This morning Patrick Honner posted the image below on Twitter.

The image was created by Robert Bosch by solving a “traveling salesman” problem, finding a nearly optimal route for passing through 12,000 points.

I find this interesting for a couple reasons. For one thing, I remember when the traveling salesman problem was considered intractable. And in theory it still is! But in practice it is not difficult now to find nearly optimal solutions for very large traveling salesman problems.

Another reason I find this interesting is that there is a **higher-level problem** in the background, the problem of constructing a problem whose solution gives you a desired image.

Robert Bosch is showing us a solution to two problems. The image above is the solution to an optimization problem, and the problem it solves is itself the solution to another problem in the background. He’s doing a sort of inverse optimization, searching for an optimization problem. He goes into some of his techniques in his recent book Opt Art which I wrote about here.

- _Available records_:
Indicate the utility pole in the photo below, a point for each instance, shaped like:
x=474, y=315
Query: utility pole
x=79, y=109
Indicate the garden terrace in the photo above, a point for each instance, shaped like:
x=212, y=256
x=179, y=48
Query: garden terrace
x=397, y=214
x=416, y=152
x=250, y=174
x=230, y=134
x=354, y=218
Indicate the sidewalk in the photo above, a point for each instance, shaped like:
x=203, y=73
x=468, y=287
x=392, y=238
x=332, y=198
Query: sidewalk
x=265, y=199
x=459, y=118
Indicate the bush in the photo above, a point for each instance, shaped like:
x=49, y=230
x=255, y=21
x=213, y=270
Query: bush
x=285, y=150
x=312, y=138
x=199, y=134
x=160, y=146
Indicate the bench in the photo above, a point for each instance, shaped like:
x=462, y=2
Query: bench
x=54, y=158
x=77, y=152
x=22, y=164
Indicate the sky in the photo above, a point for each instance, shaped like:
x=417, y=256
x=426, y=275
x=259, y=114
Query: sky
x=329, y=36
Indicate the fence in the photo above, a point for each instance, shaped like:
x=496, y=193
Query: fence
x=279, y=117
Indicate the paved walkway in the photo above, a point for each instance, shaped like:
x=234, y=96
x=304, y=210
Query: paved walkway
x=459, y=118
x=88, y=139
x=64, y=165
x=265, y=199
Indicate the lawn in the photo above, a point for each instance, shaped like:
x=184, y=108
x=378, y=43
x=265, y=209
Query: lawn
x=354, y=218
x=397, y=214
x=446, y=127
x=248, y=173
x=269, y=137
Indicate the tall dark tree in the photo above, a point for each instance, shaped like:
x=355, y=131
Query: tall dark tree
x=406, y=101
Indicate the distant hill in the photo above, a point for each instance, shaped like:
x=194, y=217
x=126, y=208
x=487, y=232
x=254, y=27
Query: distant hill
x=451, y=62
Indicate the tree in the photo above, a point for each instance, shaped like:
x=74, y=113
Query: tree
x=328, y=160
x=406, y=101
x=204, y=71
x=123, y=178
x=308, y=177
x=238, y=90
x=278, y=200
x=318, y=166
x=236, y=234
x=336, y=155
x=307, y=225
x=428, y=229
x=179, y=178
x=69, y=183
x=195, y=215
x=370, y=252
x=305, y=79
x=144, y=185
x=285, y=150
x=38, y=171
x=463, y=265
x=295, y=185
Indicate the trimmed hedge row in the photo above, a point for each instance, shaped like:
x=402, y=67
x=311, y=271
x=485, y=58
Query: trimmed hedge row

- _Exercise task 1_: In the traveling salesman text, take the passage starting at "Another reason I" and ending at "wrote about here.", and swap "background" for "shadows" wherever it occurs there.
- _Exercise task 2_: Output the lines of the entries as a numbered list, starting at the first line of the entries and ending at the line that contains "x=329, y=36", with both ends included. Leave out blank lines and give only those lines.
The entries have no connection to the traveling salesman text.

- _Solution 1_:
Another reason I find this interesting is that there is a **higher-level problem** in the shadows, the problem of constructing a problem whose solution gives you a desired image.

Robert Bosch is showing us a solution to two problems. The image above is the solution to an optimization problem, and the problem it solves is itself the solution to another problem in the shadows. He’s doing a sort of inverse optimization, searching for an optimization problem. He goes into some of his techniques in his recent book Opt Art which I wrote about here.

- _Solution 2_:
1. Indicate the utility pole in the photo below, a point for each instance, shaped like:
2. x=474, y=315
3. Query: utility pole
4. x=79, y=109
5. Indicate the garden terrace in the photo above, a point for each instance, shaped like:
6. x=212, y=256
7. x=179, y=48
8. Query: garden terrace
9. x=397, y=214
10. x=416, y=152
11. x=250, y=174
12. x=230, y=134
13. x=354, y=218
14. Indicate the sidewalk in the photo above, a point for each instance, shaped like:
15. x=203, y=73
16. x=468, y=287
17. x=392, y=238
18. x=332, y=198
19. Query: sidewalk
20. x=265, y=199
21. x=459, y=118
22. Indicate the bush in the photo above, a point for each instance, shaped like:
23. x=49, y=230
24. x=255, y=21
25. x=213, y=270
26. Query: bush
27. x=285, y=150
28. x=312, y=138
29. x=199, y=134
30. x=160, y=146
31. Indicate the bench in the photo above, a point for each instance, shaped like:
32. x=462, y=2
33. Query: bench
34. x=54, y=158
35. x=77, y=152
36. x=22, y=164
37. Indicate the sky in the photo above, a point for each instance, shaped like:
38. x=417, y=256
39. x=426, y=275
40. x=259, y=114
41. Query: sky
42. x=329, y=36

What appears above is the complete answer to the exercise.